#### TEXT EXTRACT
..........
For the folks at Ford, the demand for high-horsepower tire shredders meant that the new and popular Mustang pony car (and its Mercury Cougar sibling) had to receive the muscle car treatment to keep high-performance enthusiasts engaged. Therefore, the car evolved rapidly, and by 1970, it was available with a wide range of powerful V8s.

Unfortunately, high insurance rates, stringent emission standards, and a looming oil crisis drew the curtain on the muscle car phenomenon far sooner than anyone would've liked.

Most iconic muscle car nameplates (including the Mustang) survived, but the powerful V8s that made them icons didn't. Despite efforts to deliver versions of the 'Stang that catered to performance enthusiasts with sportier editions and subtly more powerful engines available during the mid-'70s and '80s, performance was far from the standards of the late-'60s or early-'70s.

High-powered Mustang fanatics had to wait until the mid-2000s to get a factory model equipped with a V8 that made over the 300-hp mark. While this was a welcomed development, it didn't exactly mean that the Mustang was a thoroughbred muscle car once again.

However, the Ford Modular V8 platform responsible for this improvement would be taken to a different level of performance starting with 2010 when the Coyote version was introduced. Along with Chrysler's third-gen HEMI (which eventually morphed into the rabid Hellcat), and Chevy's new-age small blocks, the Coyote signaled the start of a new muscle car era that continues well into the age of electrification.

Nowadays, the Coyote has become one of Ford's most epic performance V8s. While the Mustang's main rivals (the Camaro and Challenger) are set to be discontinued, making way to electric models, America's most popular pony car welcomes its seventh ICE-powered iteration with the latest evolution of the Coyote V8 at its core.
..........
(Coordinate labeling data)
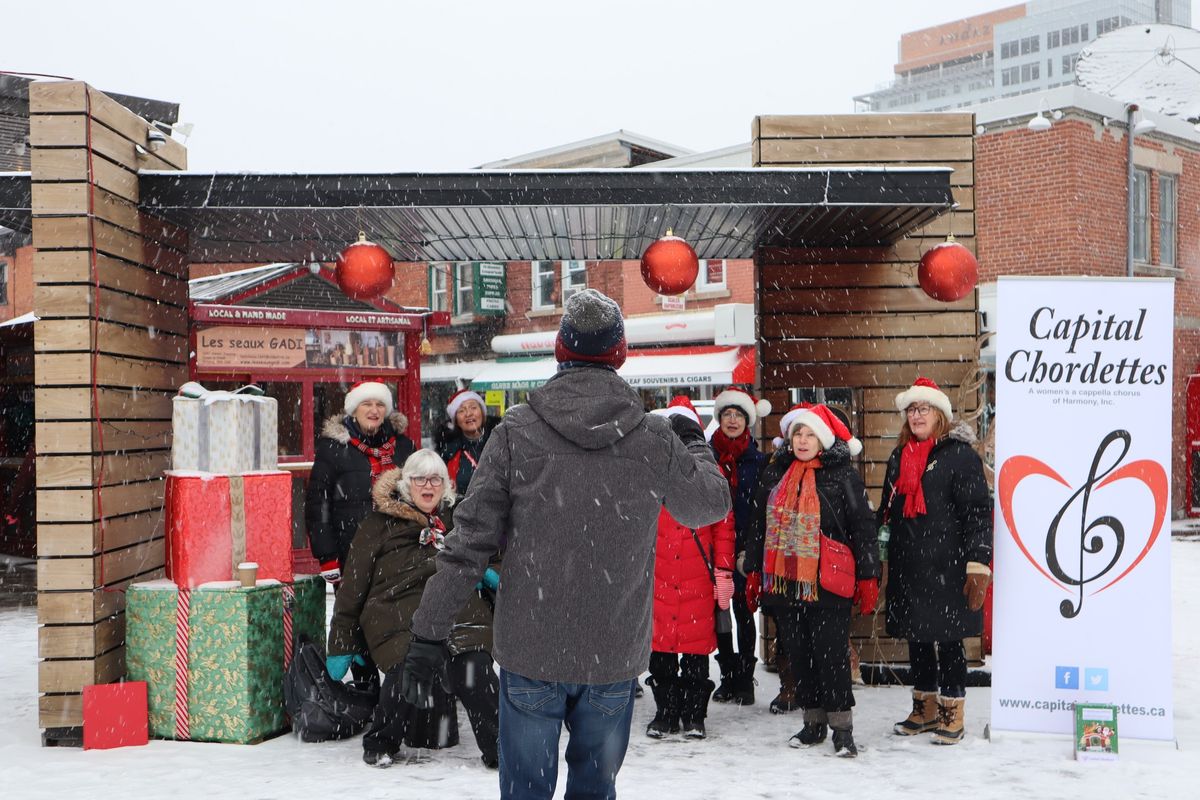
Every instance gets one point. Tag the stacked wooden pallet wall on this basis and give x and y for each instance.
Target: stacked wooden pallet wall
(111, 348)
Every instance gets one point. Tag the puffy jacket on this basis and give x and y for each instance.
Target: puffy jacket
(845, 517)
(574, 482)
(339, 494)
(683, 587)
(928, 554)
(385, 573)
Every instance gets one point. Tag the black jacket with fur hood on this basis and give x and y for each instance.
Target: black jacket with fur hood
(339, 494)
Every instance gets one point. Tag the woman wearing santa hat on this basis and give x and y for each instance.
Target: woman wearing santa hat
(937, 509)
(741, 462)
(814, 542)
(461, 440)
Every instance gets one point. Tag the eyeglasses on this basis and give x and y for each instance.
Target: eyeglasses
(432, 480)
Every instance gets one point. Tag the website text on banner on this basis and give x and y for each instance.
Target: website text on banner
(1083, 599)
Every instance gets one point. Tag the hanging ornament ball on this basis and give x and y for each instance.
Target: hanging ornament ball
(948, 271)
(365, 270)
(670, 265)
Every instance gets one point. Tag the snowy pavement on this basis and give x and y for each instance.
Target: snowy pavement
(745, 756)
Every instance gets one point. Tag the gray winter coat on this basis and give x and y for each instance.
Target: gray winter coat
(573, 483)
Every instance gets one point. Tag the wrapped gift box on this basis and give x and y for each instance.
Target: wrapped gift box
(234, 647)
(223, 432)
(214, 522)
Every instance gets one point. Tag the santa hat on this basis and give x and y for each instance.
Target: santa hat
(366, 390)
(924, 390)
(823, 422)
(592, 330)
(679, 405)
(742, 401)
(461, 397)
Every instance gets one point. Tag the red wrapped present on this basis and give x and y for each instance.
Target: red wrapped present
(215, 522)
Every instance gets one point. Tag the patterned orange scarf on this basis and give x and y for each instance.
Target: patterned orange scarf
(792, 546)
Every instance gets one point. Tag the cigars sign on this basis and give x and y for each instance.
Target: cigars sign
(1083, 493)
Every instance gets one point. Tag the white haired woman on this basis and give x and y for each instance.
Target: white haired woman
(390, 559)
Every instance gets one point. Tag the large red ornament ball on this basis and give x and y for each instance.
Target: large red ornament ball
(670, 265)
(365, 270)
(948, 271)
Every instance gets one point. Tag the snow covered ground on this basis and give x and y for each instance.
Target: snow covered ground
(745, 756)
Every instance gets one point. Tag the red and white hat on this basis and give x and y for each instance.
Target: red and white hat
(461, 397)
(366, 390)
(742, 401)
(823, 422)
(924, 390)
(679, 405)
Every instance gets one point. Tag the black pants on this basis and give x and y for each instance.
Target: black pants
(939, 667)
(474, 683)
(816, 639)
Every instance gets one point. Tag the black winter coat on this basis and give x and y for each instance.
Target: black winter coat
..........
#### GIVEN TASK 1
According to the Mustang text, in what year was the Coyote version of Ford's Modular V8 introduced?
#### GIVEN TASK 2
Continue the Mustang text from where it stops.

#### OUTPUT 1
2010

#### OUTPUT 2
A worthy replacement for the aging 4.6-liter Modular

Ford Mustang Boss 302
Photo: Ford Motor Co.
The Coyote was introduced in late-2010, replacing the 5.4-liter Modular under the hood of the 2011 S197 Mustang GT. While it was bigger, more powerful, and earned its moniker, the engine was not entirely new but an evolution of its predecessor.

Architecture-wise, it featured a cast aluminum block and heads with a composite intake manifold, just like the 4.6-liter. Even the 3.937-inch(100 mm) bore spacing and 8.937-inch (227.0 mm) deck height was carried over, but, under closer inspection, the Coyote was a different monster.

The block was strengthened using webbing rather than thickening the walls during the casting process. Though this limited the bore and stroke to 92.7mm x 92.2mm (and thus a displacement of 5.0 liters), it ultimately made the engine easier to package in the S197 chassis and reduced manufacturing costs.

DOHC, Ti-VCT superpowers

Ford Coyote V8
Photo: Ford Motor Co.
To compensate for the small displacement increase and extract more power, engineers completely redesigned the cylinder heads. Instead of the three-valve, single overhead cam layout of the outgoing 5.4, the new Coyote received modern, four-valve DOHC (dual overhead camshaft) heads - a formula that basically gave the engine superpowers.

The feature that made the new heads special was Ford's innovative Twin Independent Variable Cam Timing (Ti-VCT) system. Used for the first time on a V8, the system allowed the intake and exhaust camshafts to move independently, producing a dynamic lobe separation angle (LSA).

Compared to more traditional V8s, where cams with either a wide or narrow LSA influenced the power curve and resulted in some compromise (power loss at either low or high RPMs), the Ti-VCT adjusted the amount of time the intake and exhaust valves were concomitantly open according to engine speed and cylinder pressure. In simpler terms, it allowed the engine to deliver as much power as possible at both lower and higher RPMs, all while improving fuel economy and emissions.

In the Mustang GT, the Gen 1 Coyote was rated at a healthy 412 hp (increasing to 420 hp in 2012) and 390 lb-ft (528.7 Nm) of peak twist, available as low as 4,250 rpm - figures that made it a true 21st-century muscle car engine.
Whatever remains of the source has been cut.